Page text

** START **

Atiyah examined the issue in 1967. The Court has not been taken to any authorities of further assistance subsequent to that date nor have my researches disclosed such.
107 The precise point raised by the appeal does not appear to be presently the subject of binding authority. The Court is therefore left to reason out the issue without applicable precedent but with regard to the range of authority previously referred to. Approaching the matter in that light I consider the following to be the position on the issue at law:
1. A solicitor is an officer of the Court.
2. A solicitor is the agent of his or her principal.
3. The scope of the solicitor's authority as an agent is to undertake those matters which flow from the retainer subject to limitations requiring special authority for certain expenses of pledging the principals credit: Cordery's Law Relating to Solicitors (Butterworths (8th ed), 1988) p. 76-77. The solicitor is authorised to act as his or her principal's agent in all matters (not falling within an exception) which may reasonably be expected to arise for decision in the course of proceedings: Cordery at 83.

** END **

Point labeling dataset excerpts
** START **

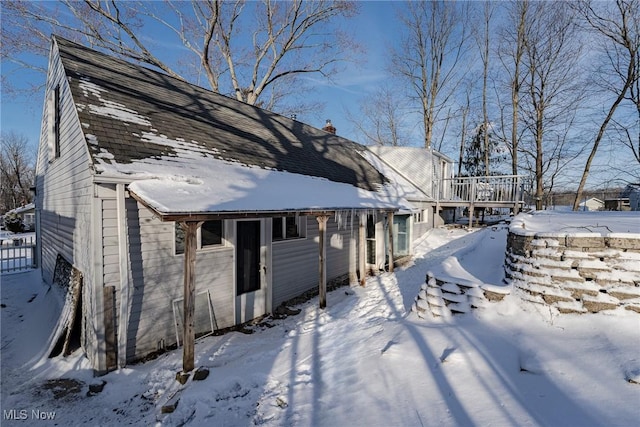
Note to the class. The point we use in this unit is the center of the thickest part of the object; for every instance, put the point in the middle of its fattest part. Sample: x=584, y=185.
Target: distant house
x=164, y=195
x=592, y=204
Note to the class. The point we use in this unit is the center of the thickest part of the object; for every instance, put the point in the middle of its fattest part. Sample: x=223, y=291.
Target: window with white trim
x=289, y=227
x=210, y=235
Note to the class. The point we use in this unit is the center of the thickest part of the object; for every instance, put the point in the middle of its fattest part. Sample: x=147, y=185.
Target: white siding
x=295, y=262
x=64, y=196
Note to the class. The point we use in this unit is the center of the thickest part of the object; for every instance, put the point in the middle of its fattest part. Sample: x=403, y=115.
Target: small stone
x=281, y=402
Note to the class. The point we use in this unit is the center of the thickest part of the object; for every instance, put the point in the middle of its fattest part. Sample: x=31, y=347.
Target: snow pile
x=577, y=223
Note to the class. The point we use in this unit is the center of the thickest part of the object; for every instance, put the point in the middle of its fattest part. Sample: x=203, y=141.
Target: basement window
x=210, y=235
x=289, y=227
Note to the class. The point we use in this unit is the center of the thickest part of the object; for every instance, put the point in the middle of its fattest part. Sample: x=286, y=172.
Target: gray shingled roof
x=234, y=130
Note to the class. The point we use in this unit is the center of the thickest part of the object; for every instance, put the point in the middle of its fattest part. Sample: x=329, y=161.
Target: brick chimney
x=328, y=127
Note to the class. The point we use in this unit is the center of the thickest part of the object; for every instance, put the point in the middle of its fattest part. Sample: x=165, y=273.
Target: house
x=632, y=192
x=26, y=213
x=592, y=204
x=177, y=211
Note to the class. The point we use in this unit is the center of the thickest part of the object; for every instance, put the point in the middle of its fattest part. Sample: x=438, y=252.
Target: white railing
x=17, y=252
x=495, y=189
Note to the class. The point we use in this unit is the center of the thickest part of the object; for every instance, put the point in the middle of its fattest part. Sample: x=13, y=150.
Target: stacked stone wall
x=576, y=273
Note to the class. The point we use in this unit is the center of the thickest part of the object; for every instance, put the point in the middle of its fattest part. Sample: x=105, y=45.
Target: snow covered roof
x=187, y=149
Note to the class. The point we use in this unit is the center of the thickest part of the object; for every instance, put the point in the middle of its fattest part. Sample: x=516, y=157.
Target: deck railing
x=488, y=189
x=17, y=252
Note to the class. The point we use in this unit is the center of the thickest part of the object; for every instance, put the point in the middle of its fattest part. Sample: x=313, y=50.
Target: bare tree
x=253, y=51
x=552, y=89
x=382, y=117
x=17, y=171
x=483, y=42
x=618, y=26
x=428, y=59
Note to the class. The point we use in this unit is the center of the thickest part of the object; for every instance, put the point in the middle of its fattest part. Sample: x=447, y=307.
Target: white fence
x=17, y=252
x=497, y=189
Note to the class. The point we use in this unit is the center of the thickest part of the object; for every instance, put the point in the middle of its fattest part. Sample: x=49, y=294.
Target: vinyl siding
x=295, y=262
x=64, y=199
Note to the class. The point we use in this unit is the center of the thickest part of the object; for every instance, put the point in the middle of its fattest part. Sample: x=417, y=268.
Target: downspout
x=123, y=252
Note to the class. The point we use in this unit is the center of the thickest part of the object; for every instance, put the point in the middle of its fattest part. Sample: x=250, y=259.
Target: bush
x=13, y=223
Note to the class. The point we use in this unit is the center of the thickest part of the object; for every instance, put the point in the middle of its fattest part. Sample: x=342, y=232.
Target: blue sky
x=374, y=28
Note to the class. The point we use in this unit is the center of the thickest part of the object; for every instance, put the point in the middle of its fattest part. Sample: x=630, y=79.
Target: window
x=401, y=235
x=210, y=234
x=288, y=227
x=371, y=239
x=54, y=123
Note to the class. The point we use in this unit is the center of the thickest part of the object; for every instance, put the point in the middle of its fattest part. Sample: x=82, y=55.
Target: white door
x=251, y=292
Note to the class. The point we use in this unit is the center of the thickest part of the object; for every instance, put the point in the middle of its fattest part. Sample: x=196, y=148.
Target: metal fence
x=17, y=252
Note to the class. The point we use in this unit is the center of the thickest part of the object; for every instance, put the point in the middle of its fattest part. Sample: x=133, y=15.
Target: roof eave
x=208, y=216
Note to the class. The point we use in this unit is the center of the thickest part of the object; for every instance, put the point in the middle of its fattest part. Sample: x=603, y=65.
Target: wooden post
x=390, y=246
x=322, y=252
x=188, y=336
x=123, y=267
x=362, y=248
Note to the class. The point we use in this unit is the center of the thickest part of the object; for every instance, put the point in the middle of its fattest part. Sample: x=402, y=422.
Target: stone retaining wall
x=577, y=272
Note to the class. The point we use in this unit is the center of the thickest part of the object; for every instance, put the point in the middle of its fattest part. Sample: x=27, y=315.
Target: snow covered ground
x=366, y=360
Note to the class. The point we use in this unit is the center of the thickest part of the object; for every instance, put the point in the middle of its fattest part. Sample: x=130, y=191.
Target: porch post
x=362, y=248
x=188, y=336
x=390, y=245
x=322, y=253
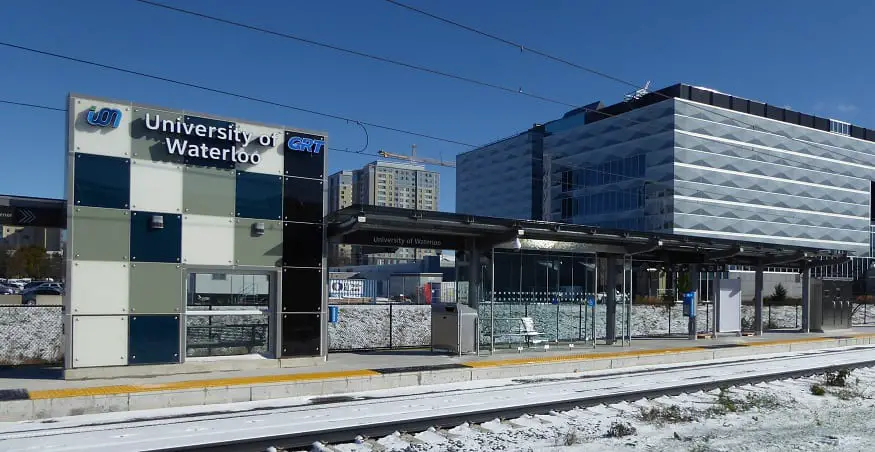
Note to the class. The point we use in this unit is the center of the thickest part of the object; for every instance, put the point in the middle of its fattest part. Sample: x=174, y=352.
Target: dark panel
x=821, y=123
x=302, y=290
x=210, y=143
x=153, y=339
x=721, y=100
x=739, y=104
x=259, y=196
x=302, y=200
x=700, y=95
x=304, y=155
x=673, y=90
x=34, y=216
x=101, y=181
x=301, y=334
x=302, y=245
x=756, y=108
x=401, y=239
x=684, y=92
x=774, y=112
x=149, y=244
x=400, y=370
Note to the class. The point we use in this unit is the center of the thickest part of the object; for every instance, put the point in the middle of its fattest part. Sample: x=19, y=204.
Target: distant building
x=15, y=237
x=687, y=160
x=389, y=184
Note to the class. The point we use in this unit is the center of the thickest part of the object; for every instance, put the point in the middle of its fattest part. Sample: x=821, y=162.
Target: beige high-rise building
x=403, y=185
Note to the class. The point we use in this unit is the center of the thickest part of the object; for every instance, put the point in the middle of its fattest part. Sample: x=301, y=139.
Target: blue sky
x=807, y=55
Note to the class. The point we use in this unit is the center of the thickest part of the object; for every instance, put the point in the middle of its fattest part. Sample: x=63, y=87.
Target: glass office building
x=694, y=161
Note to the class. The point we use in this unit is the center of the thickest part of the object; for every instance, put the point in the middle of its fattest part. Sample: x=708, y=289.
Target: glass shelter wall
x=562, y=294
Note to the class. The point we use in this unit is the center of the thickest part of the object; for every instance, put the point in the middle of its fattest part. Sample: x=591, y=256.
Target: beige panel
x=100, y=341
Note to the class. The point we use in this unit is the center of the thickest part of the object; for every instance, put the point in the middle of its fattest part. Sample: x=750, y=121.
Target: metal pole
x=595, y=295
x=491, y=307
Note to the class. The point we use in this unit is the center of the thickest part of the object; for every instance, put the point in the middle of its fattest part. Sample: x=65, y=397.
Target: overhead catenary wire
x=231, y=93
x=347, y=51
x=246, y=97
x=587, y=69
x=573, y=186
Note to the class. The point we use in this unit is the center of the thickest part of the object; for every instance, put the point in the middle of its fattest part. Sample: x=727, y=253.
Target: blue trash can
x=690, y=304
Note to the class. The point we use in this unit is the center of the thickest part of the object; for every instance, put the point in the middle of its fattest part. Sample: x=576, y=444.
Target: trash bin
x=446, y=320
x=690, y=304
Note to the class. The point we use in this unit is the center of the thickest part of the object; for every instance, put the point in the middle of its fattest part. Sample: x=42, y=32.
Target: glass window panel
x=302, y=200
x=101, y=181
x=302, y=290
x=227, y=335
x=259, y=196
x=302, y=245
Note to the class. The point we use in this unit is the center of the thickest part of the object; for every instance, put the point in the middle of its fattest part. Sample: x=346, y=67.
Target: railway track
x=254, y=427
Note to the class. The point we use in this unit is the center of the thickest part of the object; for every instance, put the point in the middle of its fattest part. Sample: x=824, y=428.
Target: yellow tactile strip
x=316, y=376
x=196, y=384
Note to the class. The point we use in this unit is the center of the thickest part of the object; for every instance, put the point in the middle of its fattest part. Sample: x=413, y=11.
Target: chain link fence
x=31, y=335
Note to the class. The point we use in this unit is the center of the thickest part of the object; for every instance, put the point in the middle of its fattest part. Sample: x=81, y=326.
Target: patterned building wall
x=615, y=173
x=739, y=176
x=126, y=296
x=496, y=180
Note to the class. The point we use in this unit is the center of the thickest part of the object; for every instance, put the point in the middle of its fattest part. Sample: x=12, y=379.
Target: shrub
x=620, y=429
x=672, y=414
x=837, y=378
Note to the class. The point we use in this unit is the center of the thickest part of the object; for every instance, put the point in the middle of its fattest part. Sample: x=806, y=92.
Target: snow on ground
x=776, y=416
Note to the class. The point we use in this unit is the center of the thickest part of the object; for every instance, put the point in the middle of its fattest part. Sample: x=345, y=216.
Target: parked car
x=29, y=295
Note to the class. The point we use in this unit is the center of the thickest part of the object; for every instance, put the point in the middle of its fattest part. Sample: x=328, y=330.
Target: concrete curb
x=66, y=402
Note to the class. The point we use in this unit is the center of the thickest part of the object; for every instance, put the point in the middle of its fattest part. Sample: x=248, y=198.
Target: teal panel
x=100, y=234
x=149, y=144
x=208, y=191
x=156, y=288
x=251, y=249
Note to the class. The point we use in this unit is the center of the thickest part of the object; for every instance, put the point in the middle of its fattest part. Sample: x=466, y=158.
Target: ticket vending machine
x=831, y=305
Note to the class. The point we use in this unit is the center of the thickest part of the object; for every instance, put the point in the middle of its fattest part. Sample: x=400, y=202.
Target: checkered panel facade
x=143, y=212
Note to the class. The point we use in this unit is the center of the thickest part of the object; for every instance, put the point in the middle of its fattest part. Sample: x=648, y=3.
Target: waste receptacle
x=446, y=321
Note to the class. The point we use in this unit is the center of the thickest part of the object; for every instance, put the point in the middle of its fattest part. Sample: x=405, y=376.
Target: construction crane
x=414, y=159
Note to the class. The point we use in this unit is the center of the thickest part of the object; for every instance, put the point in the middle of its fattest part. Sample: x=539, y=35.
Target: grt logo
x=301, y=144
x=104, y=117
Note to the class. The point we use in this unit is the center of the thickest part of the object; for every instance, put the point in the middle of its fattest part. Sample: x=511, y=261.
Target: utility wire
x=599, y=189
x=596, y=72
x=230, y=93
x=22, y=104
x=356, y=53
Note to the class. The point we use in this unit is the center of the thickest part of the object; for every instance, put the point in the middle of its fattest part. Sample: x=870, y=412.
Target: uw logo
x=104, y=117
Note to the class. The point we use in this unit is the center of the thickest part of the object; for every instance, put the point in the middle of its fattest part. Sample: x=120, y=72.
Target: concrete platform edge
x=48, y=407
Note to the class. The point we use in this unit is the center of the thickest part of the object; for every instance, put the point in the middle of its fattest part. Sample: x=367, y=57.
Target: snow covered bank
x=384, y=326
x=776, y=416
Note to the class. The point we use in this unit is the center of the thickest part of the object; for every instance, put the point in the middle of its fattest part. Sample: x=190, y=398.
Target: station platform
x=27, y=394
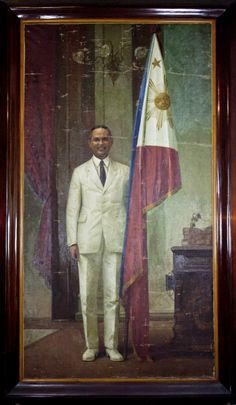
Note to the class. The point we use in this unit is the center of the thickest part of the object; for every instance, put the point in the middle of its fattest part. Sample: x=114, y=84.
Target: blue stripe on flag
x=137, y=120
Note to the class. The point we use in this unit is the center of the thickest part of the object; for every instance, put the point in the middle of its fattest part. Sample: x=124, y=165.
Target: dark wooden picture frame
x=224, y=389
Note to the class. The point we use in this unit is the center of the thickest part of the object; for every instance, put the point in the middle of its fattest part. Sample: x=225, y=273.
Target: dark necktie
x=102, y=173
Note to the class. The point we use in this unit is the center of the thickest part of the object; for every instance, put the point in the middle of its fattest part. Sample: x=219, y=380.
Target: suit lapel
x=93, y=175
x=94, y=178
x=110, y=175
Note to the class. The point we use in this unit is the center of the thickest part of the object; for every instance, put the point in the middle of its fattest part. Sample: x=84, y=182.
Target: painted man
x=96, y=214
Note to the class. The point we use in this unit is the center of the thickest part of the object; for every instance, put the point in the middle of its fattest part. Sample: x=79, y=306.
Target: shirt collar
x=97, y=161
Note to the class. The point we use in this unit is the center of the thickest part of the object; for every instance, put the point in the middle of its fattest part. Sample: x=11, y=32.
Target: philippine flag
x=154, y=176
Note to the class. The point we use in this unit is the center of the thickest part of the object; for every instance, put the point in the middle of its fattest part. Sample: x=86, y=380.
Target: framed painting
x=122, y=286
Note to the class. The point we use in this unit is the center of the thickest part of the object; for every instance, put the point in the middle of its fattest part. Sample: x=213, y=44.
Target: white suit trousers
x=91, y=266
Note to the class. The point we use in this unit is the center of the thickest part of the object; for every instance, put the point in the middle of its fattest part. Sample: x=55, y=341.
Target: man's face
x=100, y=143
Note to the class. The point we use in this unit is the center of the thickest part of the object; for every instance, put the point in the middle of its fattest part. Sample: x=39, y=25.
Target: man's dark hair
x=100, y=126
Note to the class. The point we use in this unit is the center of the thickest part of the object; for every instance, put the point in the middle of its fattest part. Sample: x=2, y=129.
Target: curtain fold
x=40, y=92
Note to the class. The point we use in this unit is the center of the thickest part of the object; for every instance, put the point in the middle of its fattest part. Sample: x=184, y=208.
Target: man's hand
x=74, y=251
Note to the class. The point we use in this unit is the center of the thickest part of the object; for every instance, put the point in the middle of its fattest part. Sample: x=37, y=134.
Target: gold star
x=156, y=63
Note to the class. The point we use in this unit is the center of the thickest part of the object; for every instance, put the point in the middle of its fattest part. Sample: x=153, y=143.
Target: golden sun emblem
x=158, y=106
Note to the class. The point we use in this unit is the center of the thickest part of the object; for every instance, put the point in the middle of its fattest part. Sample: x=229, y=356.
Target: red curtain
x=40, y=91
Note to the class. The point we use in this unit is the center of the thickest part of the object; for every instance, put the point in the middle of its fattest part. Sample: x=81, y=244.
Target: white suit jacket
x=94, y=210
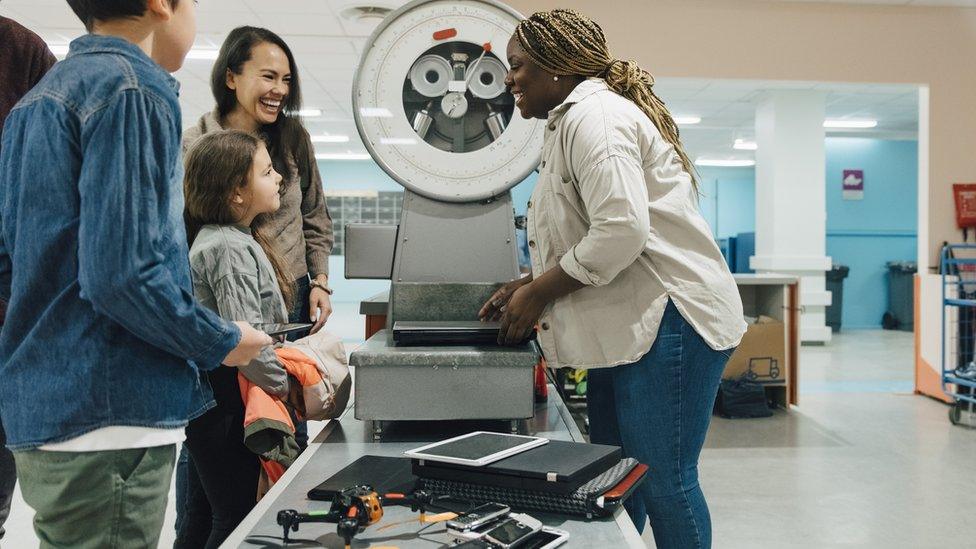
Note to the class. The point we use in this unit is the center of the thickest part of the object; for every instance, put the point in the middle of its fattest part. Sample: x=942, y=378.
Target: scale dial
x=454, y=105
x=386, y=121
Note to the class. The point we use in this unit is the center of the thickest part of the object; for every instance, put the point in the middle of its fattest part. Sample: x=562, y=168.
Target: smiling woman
x=256, y=87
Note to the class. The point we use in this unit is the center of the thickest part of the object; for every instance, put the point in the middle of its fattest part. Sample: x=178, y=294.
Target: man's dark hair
x=90, y=11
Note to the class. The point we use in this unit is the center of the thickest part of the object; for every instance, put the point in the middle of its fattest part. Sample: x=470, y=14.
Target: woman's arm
x=319, y=238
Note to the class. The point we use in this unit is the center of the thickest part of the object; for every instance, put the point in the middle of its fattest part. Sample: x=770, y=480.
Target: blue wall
x=863, y=234
x=866, y=234
x=366, y=174
x=728, y=200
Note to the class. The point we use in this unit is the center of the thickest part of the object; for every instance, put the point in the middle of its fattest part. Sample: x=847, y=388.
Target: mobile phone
x=513, y=531
x=471, y=544
x=477, y=532
x=479, y=515
x=547, y=538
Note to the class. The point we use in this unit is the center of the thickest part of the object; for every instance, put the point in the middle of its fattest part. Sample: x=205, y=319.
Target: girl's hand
x=319, y=303
x=493, y=308
x=523, y=311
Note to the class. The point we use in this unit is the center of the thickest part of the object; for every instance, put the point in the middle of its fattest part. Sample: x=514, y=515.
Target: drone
x=355, y=508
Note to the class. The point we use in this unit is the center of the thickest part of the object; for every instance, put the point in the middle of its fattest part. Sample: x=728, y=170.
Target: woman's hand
x=523, y=311
x=493, y=308
x=319, y=302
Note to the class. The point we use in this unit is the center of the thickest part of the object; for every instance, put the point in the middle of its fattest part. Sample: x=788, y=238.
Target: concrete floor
x=861, y=462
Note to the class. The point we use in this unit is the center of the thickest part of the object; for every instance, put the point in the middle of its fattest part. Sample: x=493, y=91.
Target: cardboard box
x=762, y=354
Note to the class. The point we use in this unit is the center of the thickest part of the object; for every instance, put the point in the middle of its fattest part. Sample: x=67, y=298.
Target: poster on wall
x=853, y=184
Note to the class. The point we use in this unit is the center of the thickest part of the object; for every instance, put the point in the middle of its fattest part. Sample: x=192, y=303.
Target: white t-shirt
x=118, y=437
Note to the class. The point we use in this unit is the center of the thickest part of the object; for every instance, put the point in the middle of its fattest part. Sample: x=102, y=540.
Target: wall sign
x=853, y=184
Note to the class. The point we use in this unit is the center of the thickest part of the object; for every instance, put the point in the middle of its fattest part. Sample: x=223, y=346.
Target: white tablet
x=476, y=449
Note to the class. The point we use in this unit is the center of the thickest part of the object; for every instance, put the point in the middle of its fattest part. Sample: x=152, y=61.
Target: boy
x=24, y=58
x=101, y=353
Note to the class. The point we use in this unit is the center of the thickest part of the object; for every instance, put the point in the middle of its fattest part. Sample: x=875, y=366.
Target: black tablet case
x=384, y=474
x=588, y=500
x=445, y=332
x=557, y=467
x=392, y=474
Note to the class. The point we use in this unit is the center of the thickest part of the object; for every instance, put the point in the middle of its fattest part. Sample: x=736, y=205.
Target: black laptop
x=559, y=467
x=445, y=332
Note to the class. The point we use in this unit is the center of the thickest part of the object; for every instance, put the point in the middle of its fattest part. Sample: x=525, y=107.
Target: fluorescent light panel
x=850, y=124
x=330, y=139
x=728, y=163
x=342, y=156
x=743, y=145
x=201, y=53
x=397, y=141
x=375, y=112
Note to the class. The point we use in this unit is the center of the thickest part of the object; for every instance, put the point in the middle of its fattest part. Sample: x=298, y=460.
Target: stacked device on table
x=528, y=473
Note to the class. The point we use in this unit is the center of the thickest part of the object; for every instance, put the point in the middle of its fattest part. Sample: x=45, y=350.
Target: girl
x=626, y=278
x=230, y=186
x=256, y=87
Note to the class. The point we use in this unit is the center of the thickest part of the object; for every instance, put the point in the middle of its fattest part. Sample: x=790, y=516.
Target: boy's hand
x=250, y=346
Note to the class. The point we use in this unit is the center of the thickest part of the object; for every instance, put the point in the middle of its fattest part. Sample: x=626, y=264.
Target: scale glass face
x=431, y=104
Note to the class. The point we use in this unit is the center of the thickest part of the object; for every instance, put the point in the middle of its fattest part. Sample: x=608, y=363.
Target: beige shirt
x=615, y=208
x=302, y=226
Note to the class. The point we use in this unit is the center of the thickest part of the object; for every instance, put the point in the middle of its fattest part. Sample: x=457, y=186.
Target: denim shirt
x=102, y=328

** END **

Job
Quote the passage on a solicitor's authority between "3. The scope" and "Cordery at 83.", inclusive.

Response to this exercise
3. The scope of the solicitor's authority as an agent is to undertake those matters which flow from the retainer subject to limitations requiring special authority for certain expenses of pledging the principals credit: Cordery's Law Relating to Solicitors (Butterworths (8th ed), 1988) p. 76-77. The solicitor is authorised to act as his or her principal's agent in all matters (not falling within an exception) which may reasonably be expected to arise for decision in the course of proceedings: Cordery at 83.